→ **WHAT IS BEING ASKED**
According to the Aquadive watch thread below, to what depth is the case water resistant?

→ **TEXT EXCERPT**

Hours, minutes, seconds, date at 3 o'clock, GMT, and 24 hour display on the inner bezel

Case:

Every Aquadive case is turned and CNC machined in Germany out of one solid block of German 316L surgical grade stainless steel, and screw down case back. Limited edition of 500 pieces engraved ***/500. Size: 43 mm diameter excluding crown, 49 mm from lug to lug, 15mm height. Water resistant to 1000 meters / 3300 feet. Integrated automatic Helium Release Valve (HRV) at 6 o'clock.






Movement:

Swiss Made ETA 2893-2, hours, minutes, sweep second, GMT, self-winding mechanism with ball bearing rotor, date, corrector, stop second device regulator system, ETACHRON and regulator corrector. 21 jewels, shock protection, 51 degree lift angle, automatic, unidirectional winding, Rate: 28,800 bph, power reserve 42 hours, hacking seconds hand, hour, minute, central seconds hands, quick-set date, 24-hour hand. Size: 11.5 ligne. Accuracy, adjusted in 5 positions with an individual certificate that accompanies each watch.

UPDATED UPDATED UPDATED UPDATED

Introductory pre-order pricing on the Aquadive Bathyscaphe 100GMT is as follows,

The ETA 2893 version is $1,990.00 USD. And once the introductory period ends, the list price will be $2,390.00 USD

The high grade Soprod A10 version is $2,290.00 USD. And once the introductory period ends, the list price will be $2,690.00 USD










NOTE: The movement shown in the photo is an optional High Grade 25 Jewel movement that will be available for the AQUADIVE Bathyscaphe 100GMT


----------



## jeff wilson

Very nice


----------



## W. C. Bartlett

Wheen I reviewed the info on this piece and saw the pic with the GMT function and that dial with the yellow chapter ring and it has one of my favorite case designs, I do not know about you, but I am sunk.


----------



## arutlosjr11

W. C. Bartlett said:


> Wheen I reviewed the info on this piece and saw the pic with the GMT function and that dial with the yellow chapter ring and it has one of my favorite case designs, I do not know about you, but I am sunk.


Sunk as well.


----------



## DEMO111

W. C. Bartlett said:


> Wheen I reviewed the info on this piece and saw the pic with the GMT function and that dial with the yellow chapter ring and it has one of my favorite case designs, I do not know about you, but I am sunk.


Bill, I totally agree with you. I see a new AD in my future.


----------



## skin diver

Me too... gotta have it. I like the new bezel especially.

Any talk of a BS300GMT?


----------



## arutlosjr11

skin diver said:


> Me too... gotta have it. I like the new bezel especially.
> 
> Any talk of a BS300GMT?


As soon as I know something, y'all will too.


----------



## jaybob

Wow!!!! After owning two different variations of the BS100 so far, I can see which one will be my third. Stunning. Love the yellow chapter ring.


----------



## bburke

very nice piece


----------



## Legion681

I just love it!


----------



## amuro

Nice, i love the yellow chapter ring.


----------



## W. C. Bartlett

When new info is received on the GMT 100 Ariel and myself will advise accordingly.

→ **DATASET EXCERPTS**

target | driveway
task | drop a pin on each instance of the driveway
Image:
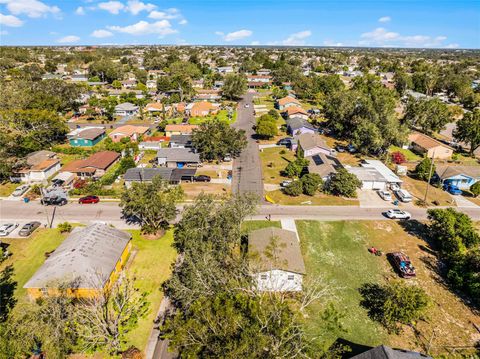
(247, 168)
(370, 199)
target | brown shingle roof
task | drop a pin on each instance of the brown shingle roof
(288, 256)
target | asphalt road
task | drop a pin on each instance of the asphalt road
(247, 168)
(110, 212)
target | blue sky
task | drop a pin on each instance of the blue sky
(403, 23)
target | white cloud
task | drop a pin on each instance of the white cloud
(68, 39)
(80, 10)
(168, 14)
(10, 20)
(382, 37)
(31, 8)
(235, 35)
(113, 7)
(135, 7)
(162, 28)
(332, 43)
(101, 34)
(297, 39)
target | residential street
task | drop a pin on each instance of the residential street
(110, 212)
(247, 169)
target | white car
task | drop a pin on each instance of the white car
(20, 190)
(7, 228)
(398, 214)
(385, 195)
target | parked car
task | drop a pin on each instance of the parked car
(402, 264)
(202, 178)
(404, 196)
(285, 142)
(452, 189)
(385, 195)
(54, 201)
(28, 229)
(89, 199)
(397, 214)
(7, 228)
(20, 190)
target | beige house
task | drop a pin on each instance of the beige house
(426, 145)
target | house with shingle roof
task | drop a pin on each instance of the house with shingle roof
(276, 260)
(87, 262)
(428, 146)
(94, 166)
(86, 136)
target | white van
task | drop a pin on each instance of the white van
(404, 195)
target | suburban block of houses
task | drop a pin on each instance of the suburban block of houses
(276, 260)
(87, 262)
(94, 166)
(130, 131)
(86, 136)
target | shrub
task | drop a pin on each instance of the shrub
(394, 303)
(343, 183)
(398, 158)
(294, 189)
(311, 183)
(65, 227)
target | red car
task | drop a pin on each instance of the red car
(89, 199)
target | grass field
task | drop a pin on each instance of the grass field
(7, 188)
(248, 226)
(28, 254)
(338, 252)
(319, 199)
(151, 266)
(273, 162)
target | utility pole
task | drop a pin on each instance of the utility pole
(429, 177)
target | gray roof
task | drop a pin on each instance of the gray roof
(311, 140)
(178, 155)
(384, 352)
(181, 139)
(168, 174)
(323, 165)
(296, 123)
(445, 171)
(86, 257)
(126, 106)
(287, 250)
(89, 133)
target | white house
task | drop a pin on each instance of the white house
(126, 109)
(276, 261)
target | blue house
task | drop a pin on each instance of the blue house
(86, 137)
(461, 176)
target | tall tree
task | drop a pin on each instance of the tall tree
(153, 204)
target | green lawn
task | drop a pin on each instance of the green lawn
(273, 162)
(7, 188)
(222, 116)
(248, 226)
(28, 254)
(337, 252)
(151, 266)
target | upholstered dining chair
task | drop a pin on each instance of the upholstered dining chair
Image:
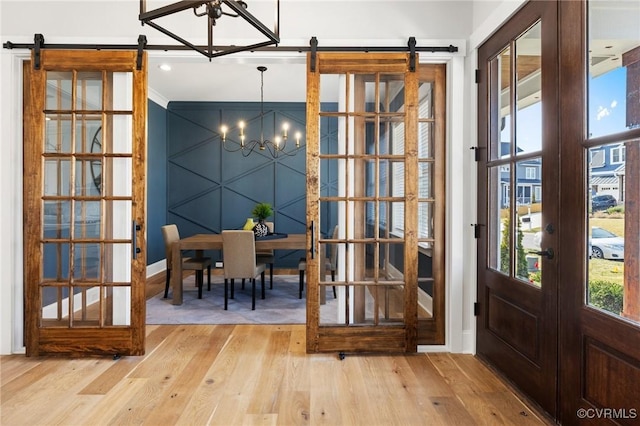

→ **RESPONSE TO THE EXERCISE**
1000 meters / 3300 feet